┌─ Texte fourni

Communisme, l’hypothèque levée

samedi 16 décembre 2023.
 

- 8 décembre 1989 : les dirigeants russe, ukrainien et bélarusse signent un traité mettant fin à l’URSS

- Loin d’annoncer la fin de l’histoire et la marginalisation de tout souffle révolutionnaire, la chute de l’empire soviétique pourrait à nouveau libérer l’utopie.

Lénine pleure à chaudes larmes devant l’entrée du paradis. Soudain arrive Sacha, l’un de ses amis d’enfance : « Vladimir Ilitch, pourquoi es-tu si triste ? - Saint Pierre me refuse l’entrée du Ciel. » Sacha réfléchit et lance : « Saute dans mon sac et je te ferai passer la porte. » Après avoir vérifié si Sacha figure bien sur la liste des élus, saint Pierre le laisse entrer. Mais, se ravisant, il questionne : « Qu’as-tu dans ton sac ? » En guise de réponse, Sacha interroge saint Pierre : « Vous avez un certain Karl Marx, ici ? » Saint Pierre consulte le grand Bottin du paradis, et répond par l’affirmative. Alors Sacha ajoute : « Ce Karl Marx a laissé un Capital sur terre. Je vous amène les intérêts ... »

└─
┌─ Données fournies

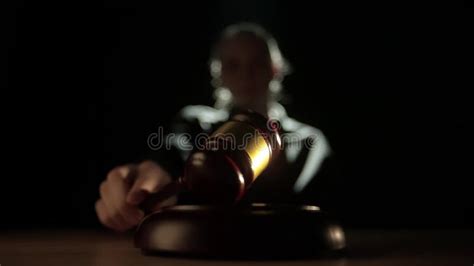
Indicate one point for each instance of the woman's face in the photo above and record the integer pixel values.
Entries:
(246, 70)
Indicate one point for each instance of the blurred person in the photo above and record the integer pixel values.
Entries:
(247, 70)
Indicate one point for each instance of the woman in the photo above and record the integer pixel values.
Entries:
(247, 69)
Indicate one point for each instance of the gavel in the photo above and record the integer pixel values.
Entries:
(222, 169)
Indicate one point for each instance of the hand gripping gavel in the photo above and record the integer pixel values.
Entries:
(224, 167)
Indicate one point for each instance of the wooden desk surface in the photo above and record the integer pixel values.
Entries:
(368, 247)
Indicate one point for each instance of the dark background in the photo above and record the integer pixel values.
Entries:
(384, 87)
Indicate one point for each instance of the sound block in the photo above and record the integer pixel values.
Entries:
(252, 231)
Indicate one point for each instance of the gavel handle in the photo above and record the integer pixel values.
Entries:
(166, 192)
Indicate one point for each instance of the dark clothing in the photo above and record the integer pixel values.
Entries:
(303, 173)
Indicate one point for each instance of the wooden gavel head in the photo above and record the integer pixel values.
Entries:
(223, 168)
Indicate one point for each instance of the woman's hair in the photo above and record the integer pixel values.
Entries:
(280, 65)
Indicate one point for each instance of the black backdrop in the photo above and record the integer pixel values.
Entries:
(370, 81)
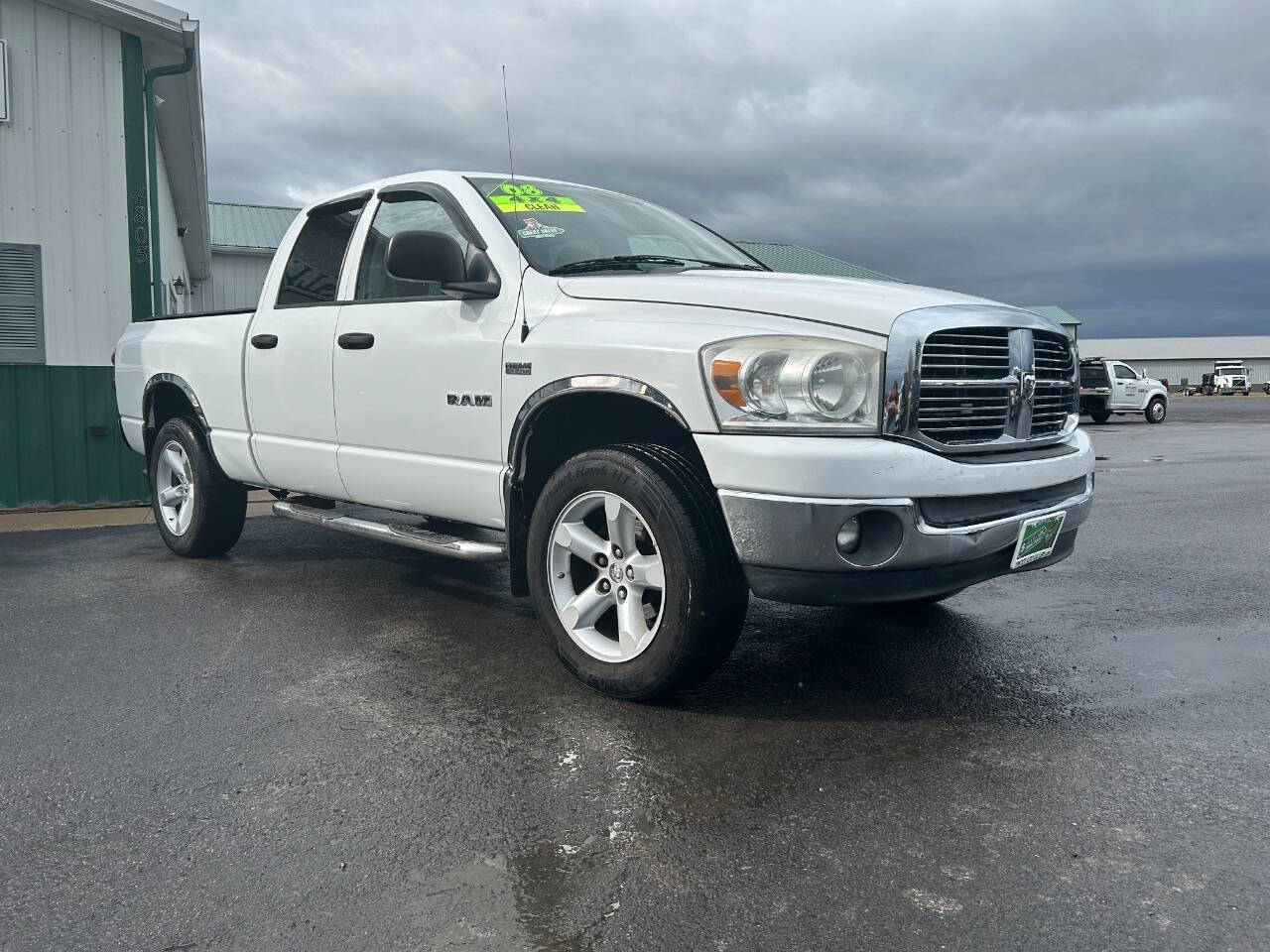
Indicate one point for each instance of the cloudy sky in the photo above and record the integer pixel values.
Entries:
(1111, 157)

└─
┌─ Données fournies

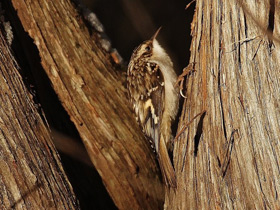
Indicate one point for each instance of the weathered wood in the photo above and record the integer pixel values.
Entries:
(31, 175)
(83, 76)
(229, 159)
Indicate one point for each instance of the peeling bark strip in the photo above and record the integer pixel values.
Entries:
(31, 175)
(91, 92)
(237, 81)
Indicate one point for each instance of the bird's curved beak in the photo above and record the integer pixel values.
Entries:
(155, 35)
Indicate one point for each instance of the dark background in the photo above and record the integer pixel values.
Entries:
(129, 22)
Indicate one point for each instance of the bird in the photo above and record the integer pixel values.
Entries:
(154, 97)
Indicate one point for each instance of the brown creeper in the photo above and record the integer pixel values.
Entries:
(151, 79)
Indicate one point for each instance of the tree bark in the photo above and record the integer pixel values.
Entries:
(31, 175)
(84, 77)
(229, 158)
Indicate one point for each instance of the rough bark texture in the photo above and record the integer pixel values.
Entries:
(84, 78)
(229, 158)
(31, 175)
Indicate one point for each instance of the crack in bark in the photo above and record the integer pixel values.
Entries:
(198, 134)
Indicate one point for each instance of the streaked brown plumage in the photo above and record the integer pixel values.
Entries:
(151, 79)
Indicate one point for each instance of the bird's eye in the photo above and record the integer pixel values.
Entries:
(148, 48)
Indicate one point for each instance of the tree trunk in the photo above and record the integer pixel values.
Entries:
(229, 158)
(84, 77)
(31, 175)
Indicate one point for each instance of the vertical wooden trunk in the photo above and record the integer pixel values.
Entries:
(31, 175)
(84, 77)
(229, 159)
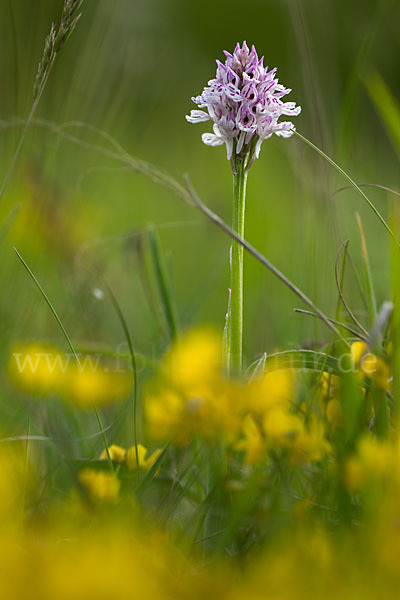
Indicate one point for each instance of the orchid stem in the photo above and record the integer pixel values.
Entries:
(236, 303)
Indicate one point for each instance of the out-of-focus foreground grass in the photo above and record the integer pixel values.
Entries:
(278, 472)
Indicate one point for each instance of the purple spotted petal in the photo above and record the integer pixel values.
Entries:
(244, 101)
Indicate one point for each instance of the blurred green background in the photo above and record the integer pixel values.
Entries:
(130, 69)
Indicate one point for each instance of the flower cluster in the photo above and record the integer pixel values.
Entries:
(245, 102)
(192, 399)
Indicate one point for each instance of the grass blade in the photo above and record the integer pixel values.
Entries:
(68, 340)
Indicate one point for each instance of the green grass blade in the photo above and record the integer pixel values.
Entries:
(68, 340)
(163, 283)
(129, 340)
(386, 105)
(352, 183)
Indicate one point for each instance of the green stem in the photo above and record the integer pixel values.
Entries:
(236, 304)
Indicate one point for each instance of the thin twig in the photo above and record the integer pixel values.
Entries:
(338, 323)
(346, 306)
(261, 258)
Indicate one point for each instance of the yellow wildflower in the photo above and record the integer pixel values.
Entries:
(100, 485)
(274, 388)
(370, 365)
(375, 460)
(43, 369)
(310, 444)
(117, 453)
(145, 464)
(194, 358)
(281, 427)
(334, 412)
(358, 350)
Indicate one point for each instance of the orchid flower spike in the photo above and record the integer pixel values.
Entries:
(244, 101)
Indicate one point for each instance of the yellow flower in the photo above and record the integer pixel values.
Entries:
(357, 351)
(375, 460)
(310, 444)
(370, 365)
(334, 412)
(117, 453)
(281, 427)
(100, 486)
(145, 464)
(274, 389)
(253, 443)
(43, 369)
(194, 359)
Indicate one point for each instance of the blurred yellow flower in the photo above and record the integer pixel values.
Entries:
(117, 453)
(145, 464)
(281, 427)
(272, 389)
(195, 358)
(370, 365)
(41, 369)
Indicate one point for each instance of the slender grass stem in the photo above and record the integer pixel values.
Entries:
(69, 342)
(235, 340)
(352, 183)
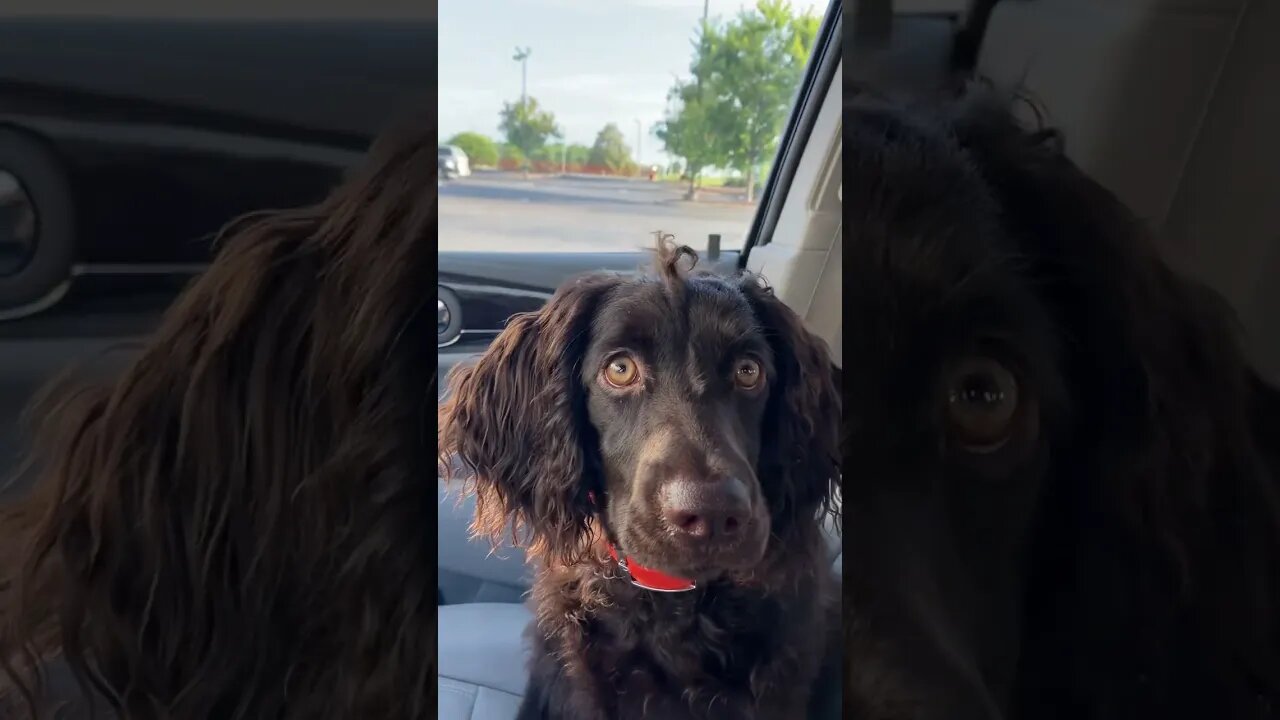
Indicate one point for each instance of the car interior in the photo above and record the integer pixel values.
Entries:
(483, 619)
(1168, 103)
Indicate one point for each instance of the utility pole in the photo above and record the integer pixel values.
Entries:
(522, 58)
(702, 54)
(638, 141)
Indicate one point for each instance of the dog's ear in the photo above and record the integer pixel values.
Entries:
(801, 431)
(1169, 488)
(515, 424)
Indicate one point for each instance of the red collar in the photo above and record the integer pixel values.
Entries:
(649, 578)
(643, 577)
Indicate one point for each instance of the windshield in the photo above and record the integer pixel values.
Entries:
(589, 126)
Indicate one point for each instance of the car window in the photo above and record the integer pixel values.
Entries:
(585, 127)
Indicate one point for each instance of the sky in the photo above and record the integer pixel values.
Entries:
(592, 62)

└─
┌─ Données fournies

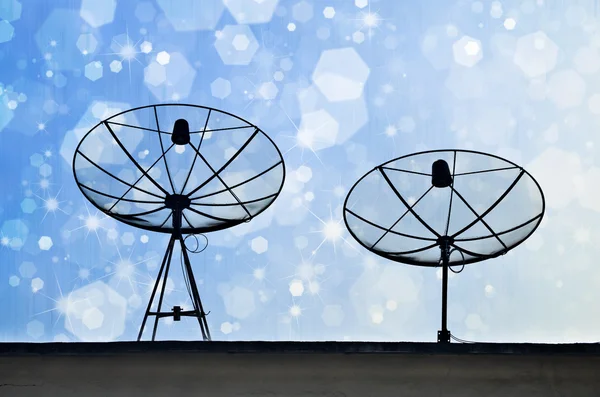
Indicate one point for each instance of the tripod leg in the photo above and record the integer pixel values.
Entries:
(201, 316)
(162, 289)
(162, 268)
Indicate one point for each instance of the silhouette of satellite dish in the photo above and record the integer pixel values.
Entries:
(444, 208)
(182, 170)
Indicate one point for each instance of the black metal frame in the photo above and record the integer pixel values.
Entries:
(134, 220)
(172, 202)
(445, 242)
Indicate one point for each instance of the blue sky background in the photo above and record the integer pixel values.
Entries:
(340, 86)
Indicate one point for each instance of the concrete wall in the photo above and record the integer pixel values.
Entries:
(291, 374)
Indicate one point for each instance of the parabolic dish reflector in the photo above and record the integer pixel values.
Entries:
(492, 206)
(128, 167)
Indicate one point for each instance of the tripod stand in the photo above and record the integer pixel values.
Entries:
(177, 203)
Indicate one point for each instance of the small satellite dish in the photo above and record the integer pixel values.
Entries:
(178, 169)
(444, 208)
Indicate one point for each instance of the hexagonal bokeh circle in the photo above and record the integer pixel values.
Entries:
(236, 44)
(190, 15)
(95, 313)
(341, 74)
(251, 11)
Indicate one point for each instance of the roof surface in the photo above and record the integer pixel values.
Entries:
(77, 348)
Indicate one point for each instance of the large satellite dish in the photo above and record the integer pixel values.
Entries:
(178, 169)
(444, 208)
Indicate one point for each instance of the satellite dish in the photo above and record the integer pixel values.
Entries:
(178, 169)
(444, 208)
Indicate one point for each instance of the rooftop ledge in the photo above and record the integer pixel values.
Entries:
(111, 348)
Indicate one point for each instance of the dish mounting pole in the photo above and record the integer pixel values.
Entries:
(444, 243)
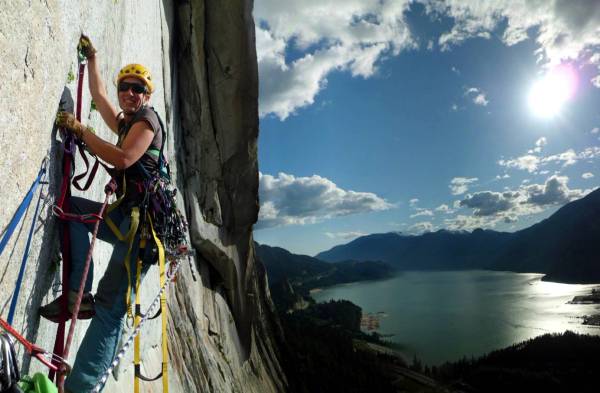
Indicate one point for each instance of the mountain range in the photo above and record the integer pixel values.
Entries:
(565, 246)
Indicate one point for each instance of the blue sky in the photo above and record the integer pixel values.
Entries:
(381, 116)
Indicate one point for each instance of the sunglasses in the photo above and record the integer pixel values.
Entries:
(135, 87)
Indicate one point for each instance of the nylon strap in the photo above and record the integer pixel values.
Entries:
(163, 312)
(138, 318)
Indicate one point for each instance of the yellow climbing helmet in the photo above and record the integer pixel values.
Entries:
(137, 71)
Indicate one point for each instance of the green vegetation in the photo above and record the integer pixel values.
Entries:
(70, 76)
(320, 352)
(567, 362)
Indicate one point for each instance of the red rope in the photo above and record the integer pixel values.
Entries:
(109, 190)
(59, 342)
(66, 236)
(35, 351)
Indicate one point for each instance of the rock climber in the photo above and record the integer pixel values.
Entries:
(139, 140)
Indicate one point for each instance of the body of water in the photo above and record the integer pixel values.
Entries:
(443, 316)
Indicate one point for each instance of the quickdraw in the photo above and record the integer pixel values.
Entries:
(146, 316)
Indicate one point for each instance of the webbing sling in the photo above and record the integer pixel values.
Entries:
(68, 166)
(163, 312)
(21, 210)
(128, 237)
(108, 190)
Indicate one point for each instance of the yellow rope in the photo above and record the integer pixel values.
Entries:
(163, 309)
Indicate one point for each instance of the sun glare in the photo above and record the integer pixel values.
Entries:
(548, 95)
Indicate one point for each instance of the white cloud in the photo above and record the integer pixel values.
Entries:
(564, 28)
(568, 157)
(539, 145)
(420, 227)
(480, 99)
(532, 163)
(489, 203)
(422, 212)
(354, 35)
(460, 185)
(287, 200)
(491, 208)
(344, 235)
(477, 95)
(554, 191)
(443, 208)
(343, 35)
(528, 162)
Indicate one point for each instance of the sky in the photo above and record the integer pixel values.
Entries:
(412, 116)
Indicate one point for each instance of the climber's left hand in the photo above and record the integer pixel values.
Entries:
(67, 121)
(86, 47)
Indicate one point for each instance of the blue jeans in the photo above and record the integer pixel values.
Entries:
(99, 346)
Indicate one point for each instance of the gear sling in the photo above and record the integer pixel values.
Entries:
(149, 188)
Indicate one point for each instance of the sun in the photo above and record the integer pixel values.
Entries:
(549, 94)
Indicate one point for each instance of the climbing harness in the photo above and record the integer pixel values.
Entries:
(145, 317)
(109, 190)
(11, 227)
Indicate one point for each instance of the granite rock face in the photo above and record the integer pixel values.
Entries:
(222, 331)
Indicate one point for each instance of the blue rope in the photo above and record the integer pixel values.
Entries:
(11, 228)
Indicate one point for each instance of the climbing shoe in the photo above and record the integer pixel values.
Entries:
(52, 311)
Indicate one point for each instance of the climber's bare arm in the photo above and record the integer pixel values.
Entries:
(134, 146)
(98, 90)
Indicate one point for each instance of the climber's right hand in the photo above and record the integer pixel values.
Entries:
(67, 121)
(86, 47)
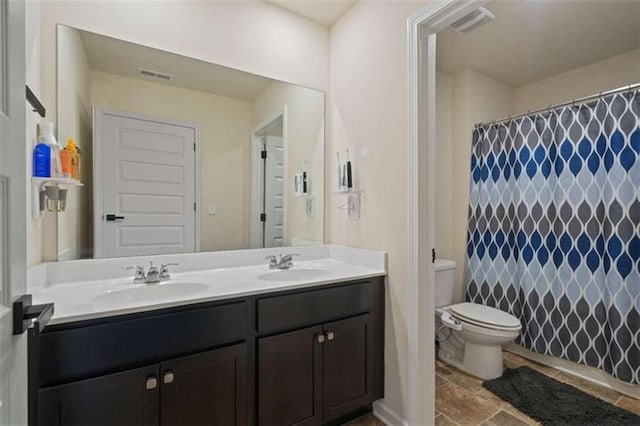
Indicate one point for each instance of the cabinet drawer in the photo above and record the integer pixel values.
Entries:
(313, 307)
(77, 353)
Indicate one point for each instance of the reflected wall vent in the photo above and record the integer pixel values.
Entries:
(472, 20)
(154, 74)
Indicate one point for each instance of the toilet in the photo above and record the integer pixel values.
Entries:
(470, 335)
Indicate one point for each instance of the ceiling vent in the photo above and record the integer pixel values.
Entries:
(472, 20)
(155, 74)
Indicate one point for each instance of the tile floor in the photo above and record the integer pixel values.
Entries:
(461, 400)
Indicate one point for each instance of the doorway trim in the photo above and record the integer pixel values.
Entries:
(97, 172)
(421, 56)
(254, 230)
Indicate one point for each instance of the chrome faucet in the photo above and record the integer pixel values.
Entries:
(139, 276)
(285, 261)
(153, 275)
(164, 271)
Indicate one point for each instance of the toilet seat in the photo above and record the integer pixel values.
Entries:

└─

Consignes:
• a. Réécrivez plus brièvement le paragraphe de l'article sur le communisme qui commence par « Lénine pleure à chaudes larmes », en conservant ses faits principaux.
• b. Poursuivez l'article sur le communisme à partir de sa dernière phrase.
Les lignes fournies ne sont pas nécessaires ici.

Réponses attendues:
• a. Lénine pleure à la porte du paradis parce que saint Pierre lui refuse l'entrée du Ciel. Sacha, un ami d'enfance, lui propose de sauter dans son sac pour passer la porte. Saint Pierre vérifie que Sacha figure sur la liste des élus et le laisse entrer, puis il lui demande ce que contient son sac. Sacha lui demande en retour s'il a un certain Karl Marx. Après avoir consulté le grand Bottin du paradis, saint Pierre répond que oui. Sacha ajoute alors que ce Karl Marx a laissé un Capital sur terre et qu'il en amène les intérêts.

• b.
On ne saurait mieux dire, sur un mode humoristique, combien inséparables apparaissent la démarche du coauteur du Manifeste du Parti communiste et l’expérience des sociétés qui s’en sont réclamées. A raison ou à tort. Que le socialisme soviétique et ses variantes aient effectivement mis en oeuvre, en la pervertissant, l’inspiration marxiste, ou qu’ils lui aient été, dès l’origine, étrangers, peu importe en définitive : plus de soixante-dix ans durant, ce modèle, longtemps repris à leur compte par la quasi-totalité des partis communistes, a été, pour la majorité de l’humanité, identifié à l’idée même de socialisme.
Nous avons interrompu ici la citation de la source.